■ Provided data ■
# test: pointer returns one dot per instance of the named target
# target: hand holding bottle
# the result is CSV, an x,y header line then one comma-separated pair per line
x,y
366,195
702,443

■ Task ■
Please write out every line of the records above word for word, without changing anything.

■ Exercise result ■
# test: pointer returns one dot per instance of the named target
# target: hand holding bottle
# the result is CSV, an x,y header line then one comma-separated pair per line
x,y
366,195
702,443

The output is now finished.